Input for this task>
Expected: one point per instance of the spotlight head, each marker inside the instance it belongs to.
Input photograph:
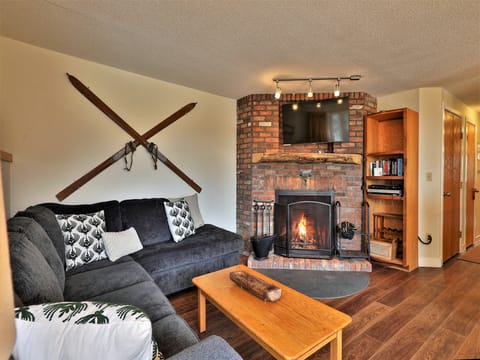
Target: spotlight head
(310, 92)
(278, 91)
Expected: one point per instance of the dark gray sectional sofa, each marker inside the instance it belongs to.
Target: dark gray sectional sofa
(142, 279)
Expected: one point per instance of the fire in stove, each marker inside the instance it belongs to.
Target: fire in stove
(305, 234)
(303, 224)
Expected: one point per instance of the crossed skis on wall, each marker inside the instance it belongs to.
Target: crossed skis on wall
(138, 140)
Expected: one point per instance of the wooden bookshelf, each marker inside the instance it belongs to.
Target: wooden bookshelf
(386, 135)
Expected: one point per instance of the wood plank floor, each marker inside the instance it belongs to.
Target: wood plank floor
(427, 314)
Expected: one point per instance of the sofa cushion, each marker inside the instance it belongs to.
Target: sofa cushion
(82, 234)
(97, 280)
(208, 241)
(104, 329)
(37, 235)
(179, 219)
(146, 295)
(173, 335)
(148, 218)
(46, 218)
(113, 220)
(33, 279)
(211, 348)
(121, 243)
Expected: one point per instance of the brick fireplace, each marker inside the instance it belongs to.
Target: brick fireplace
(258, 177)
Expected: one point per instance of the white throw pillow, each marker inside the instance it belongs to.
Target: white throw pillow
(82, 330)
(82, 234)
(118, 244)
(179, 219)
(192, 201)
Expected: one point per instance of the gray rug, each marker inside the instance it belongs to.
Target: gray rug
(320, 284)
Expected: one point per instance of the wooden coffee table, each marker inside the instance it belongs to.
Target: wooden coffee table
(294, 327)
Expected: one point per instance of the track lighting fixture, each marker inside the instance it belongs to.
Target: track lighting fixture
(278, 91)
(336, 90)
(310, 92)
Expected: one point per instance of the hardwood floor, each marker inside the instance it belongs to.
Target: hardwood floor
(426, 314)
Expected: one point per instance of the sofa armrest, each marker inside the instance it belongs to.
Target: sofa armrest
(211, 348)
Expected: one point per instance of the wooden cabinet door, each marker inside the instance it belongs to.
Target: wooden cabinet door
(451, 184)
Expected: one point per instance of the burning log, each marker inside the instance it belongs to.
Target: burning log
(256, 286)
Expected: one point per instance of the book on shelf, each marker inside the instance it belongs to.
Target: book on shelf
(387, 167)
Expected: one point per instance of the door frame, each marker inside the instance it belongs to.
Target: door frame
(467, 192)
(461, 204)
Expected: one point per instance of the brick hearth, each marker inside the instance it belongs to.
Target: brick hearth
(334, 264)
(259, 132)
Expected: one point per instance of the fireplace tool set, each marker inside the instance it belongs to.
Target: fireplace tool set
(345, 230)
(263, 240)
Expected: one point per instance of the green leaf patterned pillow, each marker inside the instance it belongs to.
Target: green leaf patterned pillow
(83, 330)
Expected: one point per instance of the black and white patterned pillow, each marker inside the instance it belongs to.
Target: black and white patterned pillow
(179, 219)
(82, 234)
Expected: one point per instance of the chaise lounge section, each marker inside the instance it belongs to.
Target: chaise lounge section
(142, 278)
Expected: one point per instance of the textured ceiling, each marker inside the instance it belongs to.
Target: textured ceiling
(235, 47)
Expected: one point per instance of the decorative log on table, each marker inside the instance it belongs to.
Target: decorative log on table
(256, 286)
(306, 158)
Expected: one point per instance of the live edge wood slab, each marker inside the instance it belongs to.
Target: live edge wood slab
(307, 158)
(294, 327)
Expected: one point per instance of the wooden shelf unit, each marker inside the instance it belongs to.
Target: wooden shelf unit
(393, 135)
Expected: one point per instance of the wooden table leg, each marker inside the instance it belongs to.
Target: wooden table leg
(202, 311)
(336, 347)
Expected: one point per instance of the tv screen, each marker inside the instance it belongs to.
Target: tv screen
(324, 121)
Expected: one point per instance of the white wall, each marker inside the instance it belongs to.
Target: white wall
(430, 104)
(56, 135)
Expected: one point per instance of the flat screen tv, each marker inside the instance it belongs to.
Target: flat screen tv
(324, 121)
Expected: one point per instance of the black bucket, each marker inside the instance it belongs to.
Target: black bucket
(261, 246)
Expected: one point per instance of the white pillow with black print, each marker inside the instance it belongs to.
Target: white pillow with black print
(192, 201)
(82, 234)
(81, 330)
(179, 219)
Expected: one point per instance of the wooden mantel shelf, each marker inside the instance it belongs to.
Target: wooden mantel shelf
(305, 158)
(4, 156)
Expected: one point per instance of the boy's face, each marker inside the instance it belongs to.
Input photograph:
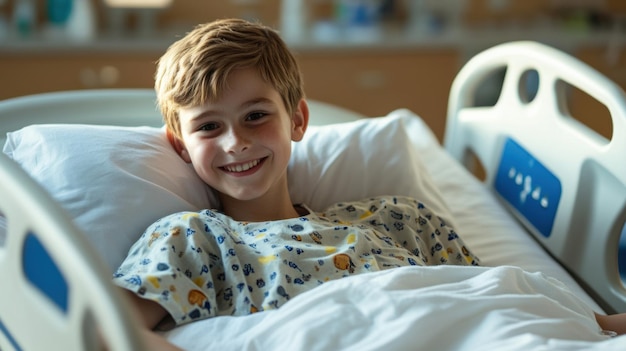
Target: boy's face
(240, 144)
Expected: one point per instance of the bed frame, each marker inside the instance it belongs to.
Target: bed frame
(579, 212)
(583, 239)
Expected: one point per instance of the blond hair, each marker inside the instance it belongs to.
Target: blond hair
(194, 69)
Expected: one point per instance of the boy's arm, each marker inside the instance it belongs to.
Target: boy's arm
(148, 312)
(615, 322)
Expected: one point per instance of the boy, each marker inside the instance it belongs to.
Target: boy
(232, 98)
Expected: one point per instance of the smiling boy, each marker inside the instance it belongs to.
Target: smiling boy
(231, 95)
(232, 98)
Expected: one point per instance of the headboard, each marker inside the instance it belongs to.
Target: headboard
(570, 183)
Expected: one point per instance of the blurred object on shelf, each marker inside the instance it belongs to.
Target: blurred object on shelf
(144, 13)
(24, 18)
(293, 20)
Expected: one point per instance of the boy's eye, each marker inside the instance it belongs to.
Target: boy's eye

Do this>
Put every line of the entries above into a JSON list of strings, one string per line, skipping blank lines and the lines that stand for pictures.

Task output>
[
  "Expected: one point per instance of the spotlight head, each marker inside the instance it belongs to.",
  "Input photograph:",
  "Target: spotlight head",
  "(310, 92)",
  "(278, 91)",
  "Expected: one point per instance of the dark gray sectional sofa, each marker inside the instance it belongs to.",
  "Target: dark gray sectional sofa",
  "(142, 279)",
  "Expected: one point per instance of the fire in stove, each marker inside the instance it belongs to.",
  "Target: fire in stove",
  "(305, 234)",
  "(303, 224)",
  "Expected: one point per instance of the crossed skis on wall, each marker inside the instance it belongs to.",
  "Target: crossed skis on wall",
  "(138, 140)",
  "Expected: one point per instance of the wooden bookshelf, each marker inside the instance it belongs to.",
  "Target: wooden bookshelf",
  "(386, 135)",
  "Expected: one point per instance of the wood plank floor, each marker inside the instance it belongs to.",
  "Target: wood plank floor",
  "(427, 314)",
  "Expected: one point per instance of the sofa cushion, each marker inside the instance it belongs to.",
  "Target: sofa cushion",
  "(82, 234)",
  "(97, 280)",
  "(208, 241)",
  "(104, 329)",
  "(37, 235)",
  "(179, 219)",
  "(146, 295)",
  "(173, 335)",
  "(148, 218)",
  "(46, 218)",
  "(113, 220)",
  "(33, 279)",
  "(211, 348)",
  "(121, 243)",
  "Expected: one point per instance of the brick fireplace, each marker inside the instance it belongs to.",
  "Target: brick fireplace",
  "(258, 177)",
  "Expected: one point per instance of the white throw pillow, each marker inside the instance it belongs to.",
  "Target: white throw pillow",
  "(82, 330)",
  "(82, 234)",
  "(118, 244)",
  "(179, 219)",
  "(192, 201)",
  "Expected: one point per instance of the gray rug, each marker inside the instance it belongs to.",
  "Target: gray rug",
  "(320, 284)",
  "Expected: one point per instance of the wooden coffee table, each marker inside the instance it belongs to.",
  "Target: wooden coffee table",
  "(294, 327)",
  "Expected: one point per instance of the track lighting fixture, each marker inside the instance it belongs to.",
  "Target: track lighting fixture",
  "(278, 91)",
  "(336, 90)",
  "(310, 92)",
  "Expected: one point per instance of the hardwood floor, each marker inside the instance it belongs to.",
  "Target: hardwood floor",
  "(426, 314)",
  "Expected: one point per instance of the sofa armrest, each marker inside the instance it belongs to.",
  "Target: sofa armrest",
  "(211, 348)",
  "Expected: one point per instance of the wooden cabinet door, each marker inside the instance it belongs to.",
  "Target: wooden cabinet door",
  "(451, 184)",
  "Expected: one point per instance of the burning log, each marker inside the instance it belongs to.",
  "Target: burning log",
  "(256, 286)",
  "Expected: one point per instance of the book on shelf, each marker inside the instance it belongs to.",
  "Target: book on shelf",
  "(387, 167)",
  "Expected: one point per instance of the door frame, each marker inside the instance it belongs to.",
  "Target: door frame",
  "(467, 192)",
  "(461, 204)",
  "Expected: one point per instance of the brick hearth, each marker inside the instance it belongs to.",
  "Target: brick hearth",
  "(334, 264)",
  "(259, 132)",
  "Expected: one point per instance of the fireplace tool set, each marker inside the instance it belongs to.",
  "Target: fireplace tool set",
  "(345, 230)",
  "(263, 240)",
  "Expected: one point per instance of the green leaf patterned pillow, each marker inside the instance it belongs to.",
  "Target: green leaf patterned pillow",
  "(83, 330)",
  "Expected: one point per instance of the black and white patterned pillow, each marker inside the instance it belongs to.",
  "Target: black and white patterned pillow",
  "(179, 219)",
  "(82, 234)",
  "Expected: one point per instance of the chaise lounge section, each marker inside the instance it belongs to.",
  "Target: chaise lounge section",
  "(142, 278)",
  "Expected: one point per instance of the textured ceiling, each marker inside the instance it belongs to.",
  "Target: textured ceiling",
  "(235, 47)",
  "Expected: one point per instance of the decorative log on table, each marker inside the instance it belongs to.",
  "Target: decorative log on table",
  "(256, 286)",
  "(306, 158)",
  "Expected: one point per instance of the live edge wood slab, each marker inside the instance it belongs to.",
  "Target: live edge wood slab",
  "(307, 158)",
  "(294, 327)",
  "Expected: one point per instance of the wooden shelf unit, each marker inside the instance it belongs to.",
  "Target: wooden shelf unit",
  "(393, 135)",
  "Expected: one point per instance of the wooden table leg, each marker inside the instance it belongs to.",
  "Target: wooden table leg",
  "(202, 311)",
  "(336, 347)",
  "Expected: one point per instance of the tv screen, each marker inside the instance it belongs to.",
  "Target: tv screen",
  "(324, 121)",
  "Expected: one point per instance of the white wall, each marker inside the instance it belongs to.",
  "Target: white wall",
  "(430, 104)",
  "(56, 135)",
  "Expected: one point per instance of the flat screen tv, each marker inside the instance it belongs to.",
  "Target: flat screen tv",
  "(324, 121)",
  "Expected: one point per instance of the black bucket, each marker inside the instance it belongs to.",
  "Target: black bucket",
  "(261, 246)",
  "Expected: one point per instance of the white pillow with black print, each marker inside the instance it belongs to.",
  "Target: white pillow with black print",
  "(192, 201)",
  "(82, 234)",
  "(81, 330)",
  "(179, 219)",
  "Expected: one point per instance of the wooden mantel shelf, each marker inside the instance it belongs to.",
  "Target: wooden mantel shelf",
  "(305, 158)",
  "(4, 156)",
  "Expected: one point per instance of the boy's face, each marker inside the instance it belongs to.",
  "Input photograph:",
  "Target: boy's face",
  "(240, 144)",
  "Expected: one point per instance of the bed frame, each marker inside the instance it belongs to.",
  "Target: bed frame",
  "(579, 212)",
  "(583, 239)",
  "Expected: one point per instance of the blond hair, each marker inside the instance it belongs to.",
  "Target: blond hair",
  "(194, 69)",
  "Expected: one point per instance of the boy's arm, each marker inside the instance it belongs to.",
  "Target: boy's arm",
  "(148, 312)",
  "(615, 322)",
  "Expected: one point per instance of the boy, each marker inside the instance it belongs to.",
  "Target: boy",
  "(232, 98)",
  "Expected: one point per instance of the smiling boy, each marker inside the instance it belongs to.",
  "Target: smiling boy",
  "(231, 95)",
  "(232, 98)",
  "Expected: one point per instance of the headboard, each marker inside the instance it belongs to.",
  "Target: headboard",
  "(570, 183)",
  "Expected: one point per instance of the blurred object on shelf, each marker inside the instance it belongs to.",
  "Target: blurred object on shelf",
  "(144, 13)",
  "(24, 18)",
  "(293, 20)",
  "Expected: one point per instance of the boy's eye, each marker inside the instance it belongs to.",
  "Target: boy's eye"
]